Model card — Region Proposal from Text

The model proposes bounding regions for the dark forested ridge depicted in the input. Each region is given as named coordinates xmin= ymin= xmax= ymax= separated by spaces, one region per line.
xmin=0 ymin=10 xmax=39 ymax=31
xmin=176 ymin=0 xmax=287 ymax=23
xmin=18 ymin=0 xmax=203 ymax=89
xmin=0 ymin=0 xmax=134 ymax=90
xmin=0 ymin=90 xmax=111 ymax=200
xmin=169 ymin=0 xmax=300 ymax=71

---

TRAVAIL À RÉALISER => Pouvez-vous mettre l'ensemble des enregistrements ci-dessus sous forme de liste numérotée, en omettant les lignes vides ?

RÉPONSE =>
1. Model card — Region Proposal from Text
2. The model proposes bounding regions for the dark forested ridge depicted in the input. Each region is given as named coordinates xmin= ymin= xmax= ymax= separated by spaces, one region per line.
3. xmin=0 ymin=10 xmax=39 ymax=31
4. xmin=176 ymin=0 xmax=287 ymax=23
5. xmin=18 ymin=0 xmax=203 ymax=89
6. xmin=0 ymin=0 xmax=134 ymax=90
7. xmin=0 ymin=90 xmax=111 ymax=200
8. xmin=169 ymin=0 xmax=300 ymax=71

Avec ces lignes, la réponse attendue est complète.